* start ENTRIES PROVIDED *

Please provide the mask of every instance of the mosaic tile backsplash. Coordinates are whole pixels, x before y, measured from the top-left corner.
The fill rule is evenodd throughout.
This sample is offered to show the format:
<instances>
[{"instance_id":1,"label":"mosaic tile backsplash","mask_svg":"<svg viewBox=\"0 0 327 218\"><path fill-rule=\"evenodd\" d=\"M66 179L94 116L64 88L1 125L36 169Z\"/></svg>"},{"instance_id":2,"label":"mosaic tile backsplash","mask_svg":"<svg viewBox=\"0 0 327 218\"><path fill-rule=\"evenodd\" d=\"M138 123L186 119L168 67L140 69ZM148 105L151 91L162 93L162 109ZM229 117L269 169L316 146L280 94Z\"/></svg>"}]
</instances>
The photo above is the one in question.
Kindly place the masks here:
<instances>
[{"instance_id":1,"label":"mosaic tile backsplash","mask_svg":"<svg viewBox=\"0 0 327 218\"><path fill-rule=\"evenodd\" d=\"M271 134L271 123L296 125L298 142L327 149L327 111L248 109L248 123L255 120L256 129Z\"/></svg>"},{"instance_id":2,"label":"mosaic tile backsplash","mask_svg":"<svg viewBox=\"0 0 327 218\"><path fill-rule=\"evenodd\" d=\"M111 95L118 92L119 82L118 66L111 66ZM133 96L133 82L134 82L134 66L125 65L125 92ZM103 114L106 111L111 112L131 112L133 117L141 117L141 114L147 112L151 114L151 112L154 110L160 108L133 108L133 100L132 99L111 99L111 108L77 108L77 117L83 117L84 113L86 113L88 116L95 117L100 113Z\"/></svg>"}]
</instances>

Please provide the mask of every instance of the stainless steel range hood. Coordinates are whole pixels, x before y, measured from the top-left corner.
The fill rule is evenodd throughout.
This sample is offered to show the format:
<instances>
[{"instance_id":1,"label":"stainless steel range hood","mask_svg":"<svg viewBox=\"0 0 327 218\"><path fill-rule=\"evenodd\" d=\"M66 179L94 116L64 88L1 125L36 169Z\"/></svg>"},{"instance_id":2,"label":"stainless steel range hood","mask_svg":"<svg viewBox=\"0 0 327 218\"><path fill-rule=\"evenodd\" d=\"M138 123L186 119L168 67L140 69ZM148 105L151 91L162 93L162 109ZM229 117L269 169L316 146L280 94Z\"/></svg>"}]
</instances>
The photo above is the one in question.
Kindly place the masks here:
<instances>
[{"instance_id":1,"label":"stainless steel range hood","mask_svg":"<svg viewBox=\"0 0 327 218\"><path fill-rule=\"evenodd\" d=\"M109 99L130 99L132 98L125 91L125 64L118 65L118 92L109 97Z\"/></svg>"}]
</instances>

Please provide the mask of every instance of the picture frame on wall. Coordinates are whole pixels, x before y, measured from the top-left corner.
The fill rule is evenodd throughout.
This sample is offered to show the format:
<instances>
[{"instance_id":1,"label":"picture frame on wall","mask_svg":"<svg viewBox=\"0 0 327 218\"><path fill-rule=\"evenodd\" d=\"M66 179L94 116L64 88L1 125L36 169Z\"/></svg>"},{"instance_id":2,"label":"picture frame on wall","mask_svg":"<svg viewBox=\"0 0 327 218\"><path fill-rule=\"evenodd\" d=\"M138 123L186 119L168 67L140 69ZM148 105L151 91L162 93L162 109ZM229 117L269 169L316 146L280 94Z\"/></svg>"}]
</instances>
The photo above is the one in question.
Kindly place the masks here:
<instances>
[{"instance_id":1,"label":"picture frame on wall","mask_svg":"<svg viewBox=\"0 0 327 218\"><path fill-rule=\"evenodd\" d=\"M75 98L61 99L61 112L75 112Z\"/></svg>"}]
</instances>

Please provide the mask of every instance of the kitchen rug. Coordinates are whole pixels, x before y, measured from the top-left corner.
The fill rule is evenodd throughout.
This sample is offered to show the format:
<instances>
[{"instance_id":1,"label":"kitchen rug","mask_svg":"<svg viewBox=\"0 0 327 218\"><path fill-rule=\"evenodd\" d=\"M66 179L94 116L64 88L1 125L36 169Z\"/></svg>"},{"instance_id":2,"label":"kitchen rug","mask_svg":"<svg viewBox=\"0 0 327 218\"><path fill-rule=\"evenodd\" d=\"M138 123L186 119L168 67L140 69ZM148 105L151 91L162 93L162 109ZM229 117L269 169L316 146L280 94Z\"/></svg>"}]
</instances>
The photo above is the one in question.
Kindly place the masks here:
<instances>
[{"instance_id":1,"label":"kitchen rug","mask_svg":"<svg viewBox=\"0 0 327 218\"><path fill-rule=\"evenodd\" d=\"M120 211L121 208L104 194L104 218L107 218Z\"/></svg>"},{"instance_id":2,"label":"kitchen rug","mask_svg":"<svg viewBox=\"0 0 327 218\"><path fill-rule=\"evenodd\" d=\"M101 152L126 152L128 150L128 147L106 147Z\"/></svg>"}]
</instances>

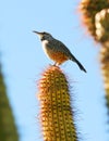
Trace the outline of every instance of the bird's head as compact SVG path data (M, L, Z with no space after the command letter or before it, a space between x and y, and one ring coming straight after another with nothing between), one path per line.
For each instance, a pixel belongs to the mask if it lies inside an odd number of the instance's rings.
M33 33L37 34L41 41L52 39L52 36L46 31L39 33L39 31L33 30Z

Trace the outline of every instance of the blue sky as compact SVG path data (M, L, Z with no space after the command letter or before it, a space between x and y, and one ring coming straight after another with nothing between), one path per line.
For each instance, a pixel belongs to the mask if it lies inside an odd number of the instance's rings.
M100 48L81 26L77 5L77 0L3 0L0 4L2 70L21 141L43 141L37 81L52 63L34 29L51 33L84 64L87 74L71 61L61 66L73 87L78 132L85 141L107 140Z

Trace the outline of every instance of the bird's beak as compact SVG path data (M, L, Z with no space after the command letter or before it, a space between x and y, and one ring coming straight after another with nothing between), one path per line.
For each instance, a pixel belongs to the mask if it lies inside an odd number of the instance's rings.
M39 31L36 31L36 30L33 30L33 33L37 34L37 35L41 35L41 33Z

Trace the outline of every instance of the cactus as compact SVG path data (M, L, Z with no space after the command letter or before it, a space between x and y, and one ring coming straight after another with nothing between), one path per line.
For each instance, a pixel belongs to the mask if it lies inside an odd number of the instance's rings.
M109 40L109 9L104 9L95 15L96 39L100 43Z
M109 0L82 0L80 12L82 13L82 23L87 27L89 34L96 38L95 15L102 9L109 8Z
M0 64L0 141L19 141Z
M108 47L107 47L108 46ZM109 42L100 51L101 73L105 81L106 102L109 114Z
M62 70L49 66L38 84L44 141L78 141L70 86Z

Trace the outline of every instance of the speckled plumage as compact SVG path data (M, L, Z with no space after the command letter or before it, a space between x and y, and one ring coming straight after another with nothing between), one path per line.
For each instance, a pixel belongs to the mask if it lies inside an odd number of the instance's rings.
M65 44L55 39L48 33L45 31L44 33L34 31L34 33L36 33L39 36L46 55L50 57L52 61L55 61L55 65L61 65L65 61L71 60L78 65L80 69L86 73L84 66L75 59L75 56L65 47Z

* end ENTRIES PROVIDED *

DIRECTIONS FOR THIS TASK
All of the lines above should be printed exactly, minus the pictures.

FULL OUTPUT
Please provide the mask of every instance of the mosaic tile backsplash. Coordinates are whole pixels, x before y, measured from the top-left corner.
The fill rule is evenodd throughout.
This sample is offered to show the format:
<instances>
[{"instance_id":1,"label":"mosaic tile backsplash","mask_svg":"<svg viewBox=\"0 0 327 218\"><path fill-rule=\"evenodd\" d=\"M66 179L94 116L64 88L1 125L36 169Z\"/></svg>"},{"instance_id":2,"label":"mosaic tile backsplash","mask_svg":"<svg viewBox=\"0 0 327 218\"><path fill-rule=\"evenodd\" d=\"M138 123L186 119L168 67L140 69ZM148 105L151 91L162 93L162 109ZM229 117L269 169L316 146L280 94Z\"/></svg>"}]
</instances>
The photo above is the one in question.
Kindly place the masks here:
<instances>
[{"instance_id":1,"label":"mosaic tile backsplash","mask_svg":"<svg viewBox=\"0 0 327 218\"><path fill-rule=\"evenodd\" d=\"M271 134L271 123L296 125L298 142L327 149L327 111L248 109L248 123L255 120L256 129Z\"/></svg>"},{"instance_id":2,"label":"mosaic tile backsplash","mask_svg":"<svg viewBox=\"0 0 327 218\"><path fill-rule=\"evenodd\" d=\"M111 95L118 92L119 82L118 66L111 66ZM133 96L133 82L134 82L134 66L125 65L125 92ZM103 114L106 111L111 112L131 112L133 117L141 117L141 114L147 112L151 114L151 112L154 110L160 108L133 108L133 100L132 99L111 99L111 108L77 108L77 117L83 117L84 113L86 113L88 116L95 117L100 113Z\"/></svg>"}]
</instances>

Please provide the mask of every instance of the stainless steel range hood. Coordinates are whole pixels, x before y, measured from the top-left corner.
The fill rule is evenodd throughout.
This sample is offered to show the format:
<instances>
[{"instance_id":1,"label":"stainless steel range hood","mask_svg":"<svg viewBox=\"0 0 327 218\"><path fill-rule=\"evenodd\" d=\"M66 179L94 116L64 88L1 125L36 169Z\"/></svg>"},{"instance_id":2,"label":"stainless steel range hood","mask_svg":"<svg viewBox=\"0 0 327 218\"><path fill-rule=\"evenodd\" d=\"M138 123L186 119L168 67L140 69ZM148 105L151 91L162 93L162 109ZM229 117L269 169L316 146L280 94Z\"/></svg>"}]
</instances>
The photo above is the one in question.
Kindly place the masks here:
<instances>
[{"instance_id":1,"label":"stainless steel range hood","mask_svg":"<svg viewBox=\"0 0 327 218\"><path fill-rule=\"evenodd\" d=\"M109 99L130 99L132 98L125 91L125 64L118 65L118 92L109 97Z\"/></svg>"}]
</instances>

Please provide the mask of every instance of the picture frame on wall. Coordinates are whole pixels, x before y, measured from the top-left corner.
The fill rule is evenodd throughout.
This sample is offered to show the format:
<instances>
[{"instance_id":1,"label":"picture frame on wall","mask_svg":"<svg viewBox=\"0 0 327 218\"><path fill-rule=\"evenodd\" d=\"M66 179L94 116L64 88L1 125L36 169Z\"/></svg>"},{"instance_id":2,"label":"picture frame on wall","mask_svg":"<svg viewBox=\"0 0 327 218\"><path fill-rule=\"evenodd\" d=\"M138 123L186 119L168 67L140 69ZM148 105L151 91L162 93L162 109ZM229 117L269 169L316 146L280 94Z\"/></svg>"}]
</instances>
The photo above is the one in question.
Kindly place the masks here:
<instances>
[{"instance_id":1,"label":"picture frame on wall","mask_svg":"<svg viewBox=\"0 0 327 218\"><path fill-rule=\"evenodd\" d=\"M75 98L61 99L61 112L75 112Z\"/></svg>"}]
</instances>

Please provide the mask of every instance of the kitchen rug. Coordinates are whole pixels, x before y, measured from the top-left corner.
The fill rule is evenodd throughout.
This sample is offered to show the format:
<instances>
[{"instance_id":1,"label":"kitchen rug","mask_svg":"<svg viewBox=\"0 0 327 218\"><path fill-rule=\"evenodd\" d=\"M66 179L94 116L64 88L1 125L36 169Z\"/></svg>"},{"instance_id":2,"label":"kitchen rug","mask_svg":"<svg viewBox=\"0 0 327 218\"><path fill-rule=\"evenodd\" d=\"M138 123L186 119L168 67L140 69ZM148 105L151 91L162 93L162 109ZM229 117L269 169L316 146L280 94Z\"/></svg>"}]
</instances>
The photo above is the one in question.
Kindly place the masks here:
<instances>
[{"instance_id":1,"label":"kitchen rug","mask_svg":"<svg viewBox=\"0 0 327 218\"><path fill-rule=\"evenodd\" d=\"M120 211L121 208L104 194L104 218L107 218Z\"/></svg>"},{"instance_id":2,"label":"kitchen rug","mask_svg":"<svg viewBox=\"0 0 327 218\"><path fill-rule=\"evenodd\" d=\"M101 152L126 152L128 150L128 147L106 147Z\"/></svg>"}]
</instances>

Trace the outline of every instance of the bird's head as compact SVG path data (M, L, Z with no space after the command letter or before it, a space between x and y, and one ring coming straight after another with nothing between), one path per line.
For each instance, a pixel belongs to the mask if it lies inside an odd number of the instance's rings.
M33 33L37 34L41 41L52 39L52 36L46 31L39 33L39 31L33 30Z

Trace the outline of every instance of the blue sky as compact SVG path data (M, L, Z with no space after the command letter or before it, a space between x and y, and one ring coming straight after another with nothing between), one path per line.
For each instance, a pixel belongs to the mask if it lies inside an odd number of the instance's rings.
M100 48L81 26L77 5L77 0L3 0L0 4L2 70L21 141L43 141L37 81L52 63L34 29L51 33L84 64L87 74L71 61L61 66L73 87L78 132L85 141L107 140Z

Trace the outline of every instance of the bird's beak as compact SVG path data (M, L, Z with no space after the command letter or before it, a space between x and y, and one ring coming straight after another with nothing between), one path per line.
For each instance, a pixel belongs to the mask if it lies inside an odd number of the instance's rings.
M39 31L36 31L36 30L33 30L33 33L37 34L37 35L41 35L41 33Z

Trace the outline of every instance of the cactus as compact SVG path data (M, L, Z with no space after the command letter or before it, a space between x and y, and one ring coming straight after another with nothing between), one path per line.
For each instance, a pixel belongs to the mask if it lies inside an odd number of the instance's rings.
M109 40L109 9L104 9L95 15L96 39L100 43Z
M109 0L82 0L80 12L82 13L82 23L87 27L89 34L96 38L95 15L102 9L109 8Z
M0 64L0 141L19 141Z
M108 47L107 47L108 46ZM109 42L100 51L101 73L105 81L106 102L109 114Z
M62 70L49 66L38 84L44 141L78 141L70 86Z

Trace the outline of every instance of the speckled plumage as compact SVG path data (M, L, Z with no space after the command letter or before it, a space between x and y, and one ring coming straight after another with nothing between), one path per line.
For each instance, a pixel belongs to the mask if it lies inside an odd number of the instance's rings.
M65 44L55 39L48 33L45 31L44 33L34 31L34 33L36 33L39 36L46 55L50 57L52 61L55 61L55 65L61 65L65 61L71 60L78 65L80 69L86 73L84 66L75 59L75 56L65 47Z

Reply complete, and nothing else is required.